DATASET ENTRIES below:

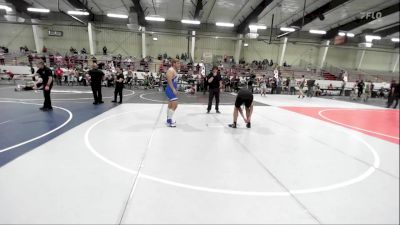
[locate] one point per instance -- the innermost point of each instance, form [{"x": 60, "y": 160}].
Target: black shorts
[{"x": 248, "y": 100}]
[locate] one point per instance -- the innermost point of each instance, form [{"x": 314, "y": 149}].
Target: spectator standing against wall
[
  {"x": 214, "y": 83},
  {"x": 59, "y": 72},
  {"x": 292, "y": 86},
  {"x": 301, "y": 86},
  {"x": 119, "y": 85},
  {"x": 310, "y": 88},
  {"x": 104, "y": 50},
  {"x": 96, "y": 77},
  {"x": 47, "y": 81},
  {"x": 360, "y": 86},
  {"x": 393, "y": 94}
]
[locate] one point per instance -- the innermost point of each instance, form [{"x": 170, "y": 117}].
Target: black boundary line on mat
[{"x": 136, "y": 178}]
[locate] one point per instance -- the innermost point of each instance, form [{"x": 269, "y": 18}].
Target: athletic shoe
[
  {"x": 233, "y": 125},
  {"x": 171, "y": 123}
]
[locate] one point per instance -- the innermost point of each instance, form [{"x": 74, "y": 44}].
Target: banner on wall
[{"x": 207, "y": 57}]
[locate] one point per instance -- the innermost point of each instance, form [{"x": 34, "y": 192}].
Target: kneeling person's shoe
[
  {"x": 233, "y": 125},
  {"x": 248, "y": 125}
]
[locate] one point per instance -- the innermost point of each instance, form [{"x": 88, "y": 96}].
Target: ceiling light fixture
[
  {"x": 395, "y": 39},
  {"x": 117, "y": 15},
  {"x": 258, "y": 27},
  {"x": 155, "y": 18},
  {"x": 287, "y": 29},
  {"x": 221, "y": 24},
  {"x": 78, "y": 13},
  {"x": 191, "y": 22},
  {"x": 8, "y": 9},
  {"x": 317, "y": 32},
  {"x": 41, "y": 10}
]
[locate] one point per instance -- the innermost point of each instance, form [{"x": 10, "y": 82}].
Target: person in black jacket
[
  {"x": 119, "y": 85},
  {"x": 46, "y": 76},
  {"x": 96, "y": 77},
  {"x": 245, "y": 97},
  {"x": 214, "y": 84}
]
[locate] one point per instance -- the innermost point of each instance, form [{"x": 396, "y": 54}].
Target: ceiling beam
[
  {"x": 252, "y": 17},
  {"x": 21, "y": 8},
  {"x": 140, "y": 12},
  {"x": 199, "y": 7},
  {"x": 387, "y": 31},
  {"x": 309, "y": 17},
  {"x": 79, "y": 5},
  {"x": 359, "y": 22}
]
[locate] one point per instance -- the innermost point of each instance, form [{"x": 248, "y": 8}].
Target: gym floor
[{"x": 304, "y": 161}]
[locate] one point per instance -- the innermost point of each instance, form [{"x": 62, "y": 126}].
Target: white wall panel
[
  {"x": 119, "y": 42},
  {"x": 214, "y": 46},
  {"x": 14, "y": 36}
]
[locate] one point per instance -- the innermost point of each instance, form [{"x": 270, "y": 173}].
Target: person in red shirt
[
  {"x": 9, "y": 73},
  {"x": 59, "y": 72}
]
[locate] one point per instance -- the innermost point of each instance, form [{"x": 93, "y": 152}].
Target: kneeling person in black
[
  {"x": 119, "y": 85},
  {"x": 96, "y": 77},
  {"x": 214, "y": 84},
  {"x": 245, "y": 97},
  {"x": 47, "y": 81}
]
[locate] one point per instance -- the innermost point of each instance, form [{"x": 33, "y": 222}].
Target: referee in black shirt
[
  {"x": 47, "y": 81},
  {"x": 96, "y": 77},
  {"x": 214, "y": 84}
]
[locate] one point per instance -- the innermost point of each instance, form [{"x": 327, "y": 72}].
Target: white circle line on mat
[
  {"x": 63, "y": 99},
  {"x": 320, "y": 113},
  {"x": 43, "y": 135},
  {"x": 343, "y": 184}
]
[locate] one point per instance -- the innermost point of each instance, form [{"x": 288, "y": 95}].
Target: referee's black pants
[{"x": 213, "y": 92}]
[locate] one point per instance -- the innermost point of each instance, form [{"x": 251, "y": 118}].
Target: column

End of DATASET ENTRIES.

- _THE TASK_
This task asks for the data above repeated exactly, without a single picture.

- _EXERCISE OUTPUT_
[locate] one point per instance -- the innermost point of each instance, form [{"x": 60, "y": 160}].
Target: black shorts
[{"x": 248, "y": 100}]
[locate] one point per instance -- the innermost point of each instance, form [{"x": 314, "y": 149}].
Target: spectator standing against wall
[
  {"x": 214, "y": 83},
  {"x": 59, "y": 72},
  {"x": 292, "y": 86},
  {"x": 301, "y": 86},
  {"x": 119, "y": 85},
  {"x": 310, "y": 88},
  {"x": 104, "y": 50},
  {"x": 96, "y": 77},
  {"x": 47, "y": 81},
  {"x": 360, "y": 86},
  {"x": 393, "y": 94}
]
[locate] one point per instance -- the innermost point of each instance, form [{"x": 170, "y": 117}].
Target: black boundary line on mat
[{"x": 136, "y": 178}]
[locate] one point per instance -- the innermost point of each instance, form [{"x": 269, "y": 18}].
Target: athletic shoe
[
  {"x": 233, "y": 125},
  {"x": 171, "y": 123}
]
[locate] one point per instance -- the innermost point of each instance, form [{"x": 74, "y": 44}].
Target: banner on wall
[{"x": 207, "y": 57}]
[locate] one point per instance -- the innermost point of each instance, form [{"x": 34, "y": 192}].
Target: kneeling person's shoe
[
  {"x": 233, "y": 125},
  {"x": 248, "y": 125}
]
[locate] one point per instance -- the innermost point of each instance, form [{"x": 88, "y": 96}].
Target: ceiling light fixture
[
  {"x": 395, "y": 39},
  {"x": 117, "y": 15},
  {"x": 258, "y": 27},
  {"x": 155, "y": 18},
  {"x": 287, "y": 29},
  {"x": 221, "y": 24},
  {"x": 78, "y": 13},
  {"x": 191, "y": 22},
  {"x": 8, "y": 9},
  {"x": 317, "y": 32},
  {"x": 41, "y": 10}
]
[locate] one point per instance -- the innermost point of each instance, form [{"x": 10, "y": 82}].
Target: person in black jacket
[
  {"x": 119, "y": 85},
  {"x": 46, "y": 76},
  {"x": 96, "y": 77},
  {"x": 245, "y": 97},
  {"x": 214, "y": 84}
]
[locate] one point per instance -- the innermost point of each instance, form [{"x": 396, "y": 54}].
Target: ceiling beam
[
  {"x": 252, "y": 17},
  {"x": 21, "y": 8},
  {"x": 140, "y": 12},
  {"x": 199, "y": 7},
  {"x": 387, "y": 31},
  {"x": 309, "y": 17},
  {"x": 79, "y": 5},
  {"x": 359, "y": 22}
]
[locate] one point per instance -- the innermost point of each instance, form [{"x": 248, "y": 8}].
Target: gym floor
[{"x": 304, "y": 161}]
[locate] one point per instance -- the innermost point of each instance, form [{"x": 62, "y": 126}].
Target: white wall panel
[
  {"x": 119, "y": 42},
  {"x": 214, "y": 46},
  {"x": 14, "y": 36}
]
[locate] one point per instance -- the innermost point of each instance, form [{"x": 270, "y": 173}].
Target: person in red shirt
[
  {"x": 9, "y": 73},
  {"x": 59, "y": 72}
]
[locate] one point per instance -- the innermost point of each instance, form [{"x": 93, "y": 152}].
Target: kneeling person in black
[
  {"x": 119, "y": 85},
  {"x": 96, "y": 77},
  {"x": 214, "y": 84},
  {"x": 245, "y": 97},
  {"x": 47, "y": 81}
]
[locate] one point per instance -- the innermost point of each instance, form [{"x": 33, "y": 222}].
Target: referee in black shirt
[
  {"x": 47, "y": 81},
  {"x": 96, "y": 77},
  {"x": 214, "y": 84}
]
[locate] one point per instance -- the innermost point of each instance, form [{"x": 327, "y": 72}].
Target: white circle line on mat
[
  {"x": 63, "y": 99},
  {"x": 320, "y": 113},
  {"x": 43, "y": 135},
  {"x": 343, "y": 184}
]
[locate] one point per instance -- the innermost point of each instance, form [{"x": 288, "y": 95}].
Target: referee's black pants
[{"x": 213, "y": 92}]
[locate] one point per instance -- the innermost point of each instance, form [{"x": 251, "y": 118}].
Target: column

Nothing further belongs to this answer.